• WHAT IS ASKED
Retype each entry below, keeping every character the same.

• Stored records
──────────
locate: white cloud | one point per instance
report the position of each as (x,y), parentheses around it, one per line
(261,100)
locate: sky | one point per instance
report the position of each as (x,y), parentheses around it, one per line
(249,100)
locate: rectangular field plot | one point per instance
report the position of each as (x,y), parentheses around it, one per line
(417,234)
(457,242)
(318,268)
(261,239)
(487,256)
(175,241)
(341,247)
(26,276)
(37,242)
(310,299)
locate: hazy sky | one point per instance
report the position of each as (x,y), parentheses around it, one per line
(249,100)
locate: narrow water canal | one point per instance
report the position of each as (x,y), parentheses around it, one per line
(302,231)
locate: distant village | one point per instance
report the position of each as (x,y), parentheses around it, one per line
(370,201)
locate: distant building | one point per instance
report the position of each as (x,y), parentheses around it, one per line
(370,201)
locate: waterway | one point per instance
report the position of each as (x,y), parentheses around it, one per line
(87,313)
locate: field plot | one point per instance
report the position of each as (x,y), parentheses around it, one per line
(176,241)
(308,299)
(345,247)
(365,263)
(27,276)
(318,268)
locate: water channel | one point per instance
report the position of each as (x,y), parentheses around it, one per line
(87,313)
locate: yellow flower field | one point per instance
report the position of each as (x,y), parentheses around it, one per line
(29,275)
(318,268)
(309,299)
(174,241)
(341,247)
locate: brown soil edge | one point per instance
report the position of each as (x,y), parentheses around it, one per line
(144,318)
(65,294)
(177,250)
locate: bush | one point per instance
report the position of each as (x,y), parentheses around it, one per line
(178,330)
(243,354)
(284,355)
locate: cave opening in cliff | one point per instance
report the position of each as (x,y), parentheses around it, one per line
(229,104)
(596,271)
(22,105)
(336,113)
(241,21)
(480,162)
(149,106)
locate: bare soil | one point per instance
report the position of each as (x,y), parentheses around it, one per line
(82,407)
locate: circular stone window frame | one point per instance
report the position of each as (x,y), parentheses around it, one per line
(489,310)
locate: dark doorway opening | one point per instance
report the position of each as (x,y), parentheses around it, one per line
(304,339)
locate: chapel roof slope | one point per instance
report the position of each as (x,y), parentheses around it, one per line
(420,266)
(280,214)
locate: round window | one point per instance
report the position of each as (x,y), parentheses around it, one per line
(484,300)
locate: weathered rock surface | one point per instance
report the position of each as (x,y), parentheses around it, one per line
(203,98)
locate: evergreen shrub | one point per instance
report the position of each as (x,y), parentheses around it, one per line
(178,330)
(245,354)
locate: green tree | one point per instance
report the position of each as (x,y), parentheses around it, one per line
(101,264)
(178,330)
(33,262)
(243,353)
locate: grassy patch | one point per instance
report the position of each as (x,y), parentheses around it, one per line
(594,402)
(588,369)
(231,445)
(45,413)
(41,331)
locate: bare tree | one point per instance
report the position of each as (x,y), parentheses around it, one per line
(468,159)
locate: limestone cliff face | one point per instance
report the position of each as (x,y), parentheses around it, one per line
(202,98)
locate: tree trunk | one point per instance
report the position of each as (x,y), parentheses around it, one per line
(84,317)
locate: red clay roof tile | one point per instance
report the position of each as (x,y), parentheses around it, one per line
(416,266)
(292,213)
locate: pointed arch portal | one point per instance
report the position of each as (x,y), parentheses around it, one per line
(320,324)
──────────
• TASK RESPONSE
locate: white cloud | one point per instance
report the position of each as (x,y), parentheses around it, one per line
(261,100)
locate: sky | one point per instance
report the position of each as (x,y), parentheses around it, one per line
(249,100)
locate: rectangular field plot | one point per instance
report the position of each as (x,y), parentheses around it, one per line
(417,234)
(457,242)
(318,268)
(261,239)
(487,256)
(175,241)
(341,247)
(26,276)
(37,242)
(310,299)
locate: hazy sky | one point per instance
report the position of each as (x,y), parentheses around it, one per line
(249,100)
locate: narrow water canal | one point per instance
report the position of each as (x,y), parentheses around it, one per line
(302,231)
locate: distant village | one point per instance
report the position of each as (x,y), parentheses around it, one per line
(370,201)
locate: distant building | one point per instance
report the position of each as (x,y), parentheses around it, one per line
(370,201)
locate: waterway | one point per instance
report the position of each as (x,y), parentheses around it, one per line
(87,313)
locate: field plot | one point per instance
report the position of each as (x,y), parentheses around it, one per line
(176,241)
(308,299)
(345,247)
(365,263)
(27,276)
(318,268)
locate: water channel | one point per instance
report the position of each as (x,y), parentheses around it, one per line
(87,313)
locate: yellow flower field | one point per instance
report the position of each as (x,y), parentheses around it, one per line
(29,275)
(318,268)
(309,299)
(174,241)
(341,247)
locate: brown soil edge | one point per instance
report the position of each as (x,y), parentheses around it, one per line
(144,318)
(65,294)
(177,250)
locate: bush | one point per instance
report the position of each as (x,y), parentheses around it, one per line
(178,330)
(243,354)
(284,355)
locate: cave opening in cliff | one point per instance
report the position of each as (x,y), parentheses around it, one per line
(229,104)
(596,271)
(22,105)
(336,113)
(241,21)
(480,162)
(149,106)
locate: bare soil | one point per instance
report the position of each as (x,y), parentheses around it, one per line
(82,407)
locate: circular stone window frame | one point per instance
report the position of each as (x,y), parentheses around it, one per line
(489,310)
locate: dark doorway opening | one point per instance
report the position of each as (x,y), parentheses around it, one per line
(304,339)
locate: chapel roof slope | one point per instance
report the position of each as (x,y), parentheses around it, one per line
(420,266)
(280,214)
locate: round window | one point per instance
report the position of each as (x,y), parentheses around it, one per line
(484,300)
locate: weathered rock surface | one point per instance
report the position of each as (x,y), parentheses around it, one per line
(203,98)
locate: evergreen shrub | one point per instance
report the position of each as (x,y), parentheses around it, one per line
(178,330)
(245,354)
locate: green tree | one point per instance
report the position of each as (x,y), parentheses around it, one per line
(101,264)
(178,330)
(33,262)
(243,353)
locate: grassy patch | one point per instance
report the position of each as (x,y), parentheses around it, one per line
(594,402)
(588,369)
(231,445)
(45,413)
(41,331)
locate: bare tree | one point per instance
report the position of each as (x,y), parentheses around it, one per line
(468,159)
locate: limestone cliff face | one point per instance
report the position of each as (x,y), parentheses around it, one per line
(202,98)
locate: tree trunk | one point per instance
report the position of each as (x,y), parentheses around it, one per line
(84,317)
locate: red clay roof tile | one point per instance
report the position of each as (x,y), parentheses around it, one per line
(416,266)
(292,213)
locate: pointed arch portal | one point per instance
report the position of each as (x,y), parentheses around it, one per line
(320,324)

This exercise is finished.